To be done
From the line containing "Q: Find one point on every instance of the white sky" through the last line of the data, return those lines exactly as written and nothing more.

[Begin Input rows]

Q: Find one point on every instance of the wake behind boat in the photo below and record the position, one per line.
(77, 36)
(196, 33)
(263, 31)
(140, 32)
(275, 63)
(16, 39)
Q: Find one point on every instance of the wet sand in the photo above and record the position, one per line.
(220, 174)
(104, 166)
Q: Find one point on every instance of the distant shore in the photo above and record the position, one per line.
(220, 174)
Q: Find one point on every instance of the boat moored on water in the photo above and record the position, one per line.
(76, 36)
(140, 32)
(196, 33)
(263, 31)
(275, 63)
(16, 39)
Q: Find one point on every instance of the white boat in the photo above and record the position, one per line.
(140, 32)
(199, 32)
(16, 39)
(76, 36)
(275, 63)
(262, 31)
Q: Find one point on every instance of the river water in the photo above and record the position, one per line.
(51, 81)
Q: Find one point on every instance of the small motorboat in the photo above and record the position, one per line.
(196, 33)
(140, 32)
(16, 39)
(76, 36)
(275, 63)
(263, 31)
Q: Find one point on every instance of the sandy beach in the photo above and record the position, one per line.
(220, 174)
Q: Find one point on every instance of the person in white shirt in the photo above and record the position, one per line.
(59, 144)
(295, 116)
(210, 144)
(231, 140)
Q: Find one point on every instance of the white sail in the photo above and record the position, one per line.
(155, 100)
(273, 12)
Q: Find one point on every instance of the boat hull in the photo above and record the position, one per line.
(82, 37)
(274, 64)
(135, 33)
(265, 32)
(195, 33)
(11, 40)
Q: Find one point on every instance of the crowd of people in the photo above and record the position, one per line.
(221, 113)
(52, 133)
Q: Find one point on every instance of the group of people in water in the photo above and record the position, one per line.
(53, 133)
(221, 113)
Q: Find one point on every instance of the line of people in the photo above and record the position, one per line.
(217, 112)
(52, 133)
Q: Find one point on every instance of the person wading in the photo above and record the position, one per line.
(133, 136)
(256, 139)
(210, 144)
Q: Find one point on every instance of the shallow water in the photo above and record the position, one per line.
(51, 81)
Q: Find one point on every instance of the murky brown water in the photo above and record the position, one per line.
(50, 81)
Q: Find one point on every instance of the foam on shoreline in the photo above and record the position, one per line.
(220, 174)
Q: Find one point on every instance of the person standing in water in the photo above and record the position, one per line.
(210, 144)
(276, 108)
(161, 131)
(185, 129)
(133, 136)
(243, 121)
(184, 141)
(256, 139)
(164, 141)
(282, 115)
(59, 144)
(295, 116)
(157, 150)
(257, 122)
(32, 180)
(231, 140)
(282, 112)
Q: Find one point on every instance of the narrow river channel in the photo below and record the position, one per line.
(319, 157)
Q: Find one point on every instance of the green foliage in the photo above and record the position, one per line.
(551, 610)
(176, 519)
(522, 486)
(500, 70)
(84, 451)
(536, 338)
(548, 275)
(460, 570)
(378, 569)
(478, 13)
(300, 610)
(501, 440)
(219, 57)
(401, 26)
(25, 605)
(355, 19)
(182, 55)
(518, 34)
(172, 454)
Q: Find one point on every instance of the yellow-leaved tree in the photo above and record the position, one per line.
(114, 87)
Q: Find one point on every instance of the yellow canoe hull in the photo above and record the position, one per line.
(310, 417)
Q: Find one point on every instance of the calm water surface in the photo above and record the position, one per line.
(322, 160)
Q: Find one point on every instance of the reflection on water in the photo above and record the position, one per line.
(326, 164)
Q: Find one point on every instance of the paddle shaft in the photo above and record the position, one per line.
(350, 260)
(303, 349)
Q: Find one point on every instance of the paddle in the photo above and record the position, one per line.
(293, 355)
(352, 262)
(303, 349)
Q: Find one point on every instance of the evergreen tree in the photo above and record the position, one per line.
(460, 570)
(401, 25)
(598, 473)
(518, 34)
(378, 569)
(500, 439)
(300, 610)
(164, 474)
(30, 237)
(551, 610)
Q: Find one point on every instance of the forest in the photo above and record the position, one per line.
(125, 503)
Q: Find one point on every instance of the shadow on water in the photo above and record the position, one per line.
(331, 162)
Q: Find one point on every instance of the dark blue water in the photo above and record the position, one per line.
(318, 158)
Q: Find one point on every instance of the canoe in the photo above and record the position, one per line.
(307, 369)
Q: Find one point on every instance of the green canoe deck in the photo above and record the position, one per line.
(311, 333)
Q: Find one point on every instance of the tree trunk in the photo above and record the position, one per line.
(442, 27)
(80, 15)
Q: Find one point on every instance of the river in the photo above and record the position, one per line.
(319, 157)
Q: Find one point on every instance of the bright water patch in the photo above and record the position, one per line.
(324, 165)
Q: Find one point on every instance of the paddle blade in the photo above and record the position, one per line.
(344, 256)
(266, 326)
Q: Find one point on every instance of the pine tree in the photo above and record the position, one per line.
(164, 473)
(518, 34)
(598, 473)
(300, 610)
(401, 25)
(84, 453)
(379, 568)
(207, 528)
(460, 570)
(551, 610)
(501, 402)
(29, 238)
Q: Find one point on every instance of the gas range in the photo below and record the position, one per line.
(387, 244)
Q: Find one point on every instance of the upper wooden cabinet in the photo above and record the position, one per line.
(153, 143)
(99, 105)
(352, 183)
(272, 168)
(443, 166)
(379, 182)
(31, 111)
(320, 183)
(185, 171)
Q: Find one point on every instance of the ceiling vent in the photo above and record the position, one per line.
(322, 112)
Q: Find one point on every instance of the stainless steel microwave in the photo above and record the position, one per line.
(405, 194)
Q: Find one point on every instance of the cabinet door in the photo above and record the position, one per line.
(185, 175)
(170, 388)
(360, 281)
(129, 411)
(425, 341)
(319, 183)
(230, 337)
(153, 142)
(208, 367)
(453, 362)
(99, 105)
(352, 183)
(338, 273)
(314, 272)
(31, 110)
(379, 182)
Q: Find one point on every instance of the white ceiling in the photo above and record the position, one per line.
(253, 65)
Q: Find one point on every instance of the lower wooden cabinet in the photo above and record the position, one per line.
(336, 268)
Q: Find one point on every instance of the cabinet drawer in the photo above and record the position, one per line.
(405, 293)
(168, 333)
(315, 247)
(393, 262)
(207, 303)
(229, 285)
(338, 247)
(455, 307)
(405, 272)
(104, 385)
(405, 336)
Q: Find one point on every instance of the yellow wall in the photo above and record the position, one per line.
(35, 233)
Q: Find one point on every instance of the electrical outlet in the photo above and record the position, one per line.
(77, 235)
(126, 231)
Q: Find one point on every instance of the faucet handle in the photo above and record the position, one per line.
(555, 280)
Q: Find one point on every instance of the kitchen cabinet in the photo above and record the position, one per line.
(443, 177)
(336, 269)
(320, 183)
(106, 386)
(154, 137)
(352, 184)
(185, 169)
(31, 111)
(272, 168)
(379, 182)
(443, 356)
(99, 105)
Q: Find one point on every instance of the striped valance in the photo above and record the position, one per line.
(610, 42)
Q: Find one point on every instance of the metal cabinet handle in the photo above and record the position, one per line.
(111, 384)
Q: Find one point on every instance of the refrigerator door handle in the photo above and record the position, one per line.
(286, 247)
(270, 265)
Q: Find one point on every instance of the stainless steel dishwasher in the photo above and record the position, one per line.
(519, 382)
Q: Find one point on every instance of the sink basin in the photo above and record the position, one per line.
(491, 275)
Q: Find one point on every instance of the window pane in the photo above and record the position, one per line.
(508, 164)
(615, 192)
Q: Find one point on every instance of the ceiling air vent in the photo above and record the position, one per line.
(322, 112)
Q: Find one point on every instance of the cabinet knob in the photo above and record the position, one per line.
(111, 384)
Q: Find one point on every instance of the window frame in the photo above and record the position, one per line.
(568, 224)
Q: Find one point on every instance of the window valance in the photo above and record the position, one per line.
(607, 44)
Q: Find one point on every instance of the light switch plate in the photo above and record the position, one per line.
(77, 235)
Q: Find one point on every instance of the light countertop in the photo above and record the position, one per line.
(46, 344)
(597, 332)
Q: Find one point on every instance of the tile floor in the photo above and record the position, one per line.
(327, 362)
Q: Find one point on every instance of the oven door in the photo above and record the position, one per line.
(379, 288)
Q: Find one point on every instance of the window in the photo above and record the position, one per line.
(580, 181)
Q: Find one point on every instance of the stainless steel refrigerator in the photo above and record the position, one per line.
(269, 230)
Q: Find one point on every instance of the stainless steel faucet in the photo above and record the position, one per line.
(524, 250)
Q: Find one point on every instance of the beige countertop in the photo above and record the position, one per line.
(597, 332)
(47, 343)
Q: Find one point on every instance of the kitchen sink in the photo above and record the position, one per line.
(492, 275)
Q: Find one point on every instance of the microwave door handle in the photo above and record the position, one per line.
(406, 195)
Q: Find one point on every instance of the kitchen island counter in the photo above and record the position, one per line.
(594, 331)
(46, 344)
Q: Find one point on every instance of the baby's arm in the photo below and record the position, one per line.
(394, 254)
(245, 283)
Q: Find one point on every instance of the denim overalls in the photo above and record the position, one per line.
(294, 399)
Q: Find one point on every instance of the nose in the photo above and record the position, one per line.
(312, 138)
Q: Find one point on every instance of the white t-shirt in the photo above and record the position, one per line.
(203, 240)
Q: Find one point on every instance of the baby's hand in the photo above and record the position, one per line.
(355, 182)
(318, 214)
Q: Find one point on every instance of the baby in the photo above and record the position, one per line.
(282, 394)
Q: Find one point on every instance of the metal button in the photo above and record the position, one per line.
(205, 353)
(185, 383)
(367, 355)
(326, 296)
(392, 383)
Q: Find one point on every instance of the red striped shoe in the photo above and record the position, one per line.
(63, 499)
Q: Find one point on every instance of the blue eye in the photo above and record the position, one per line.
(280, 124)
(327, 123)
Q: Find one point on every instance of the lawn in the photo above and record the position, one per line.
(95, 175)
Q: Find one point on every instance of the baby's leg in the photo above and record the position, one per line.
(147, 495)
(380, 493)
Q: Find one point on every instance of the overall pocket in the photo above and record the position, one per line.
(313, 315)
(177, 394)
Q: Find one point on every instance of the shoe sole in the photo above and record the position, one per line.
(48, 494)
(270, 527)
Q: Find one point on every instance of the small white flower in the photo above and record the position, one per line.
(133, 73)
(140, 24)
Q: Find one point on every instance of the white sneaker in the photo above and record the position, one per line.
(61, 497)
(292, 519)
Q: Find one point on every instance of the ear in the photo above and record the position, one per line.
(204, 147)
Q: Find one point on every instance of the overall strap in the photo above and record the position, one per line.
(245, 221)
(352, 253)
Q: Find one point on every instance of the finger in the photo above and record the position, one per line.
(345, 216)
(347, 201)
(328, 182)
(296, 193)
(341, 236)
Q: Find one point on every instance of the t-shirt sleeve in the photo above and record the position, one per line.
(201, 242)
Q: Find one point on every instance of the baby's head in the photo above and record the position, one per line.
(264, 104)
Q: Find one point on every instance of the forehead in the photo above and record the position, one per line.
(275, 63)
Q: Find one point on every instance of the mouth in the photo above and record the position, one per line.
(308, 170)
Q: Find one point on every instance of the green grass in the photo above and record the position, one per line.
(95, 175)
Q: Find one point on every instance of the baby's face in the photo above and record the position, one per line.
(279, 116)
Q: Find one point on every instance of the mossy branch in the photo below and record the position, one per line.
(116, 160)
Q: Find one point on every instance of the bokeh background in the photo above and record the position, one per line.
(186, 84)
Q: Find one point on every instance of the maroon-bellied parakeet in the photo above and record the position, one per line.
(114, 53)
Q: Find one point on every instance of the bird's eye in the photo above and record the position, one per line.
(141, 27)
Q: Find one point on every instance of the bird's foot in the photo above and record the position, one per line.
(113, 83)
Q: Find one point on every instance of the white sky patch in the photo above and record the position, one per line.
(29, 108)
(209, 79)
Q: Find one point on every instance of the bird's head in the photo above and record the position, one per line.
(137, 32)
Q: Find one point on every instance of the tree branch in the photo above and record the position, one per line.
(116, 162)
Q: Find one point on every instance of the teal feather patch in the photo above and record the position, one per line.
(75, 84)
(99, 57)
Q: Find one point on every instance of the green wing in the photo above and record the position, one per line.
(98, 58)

[End Input rows]

The answer
Q: Find one point on every instance of the white sky patch in the photo above and record the position, one per line.
(29, 108)
(209, 79)
Q: Find one point on every instance of the bird's head in the photo above and record the position, one per line.
(137, 32)
Q: Find one point on every instance of the tree branch in the photo above and record the position, one per line.
(116, 162)
Q: Find one point on every instance of the teal feather patch in the photo above and record the position, one per line.
(75, 84)
(99, 57)
Q: Find one point on every instance of the green wing in the photo above and record the position, one per line.
(98, 58)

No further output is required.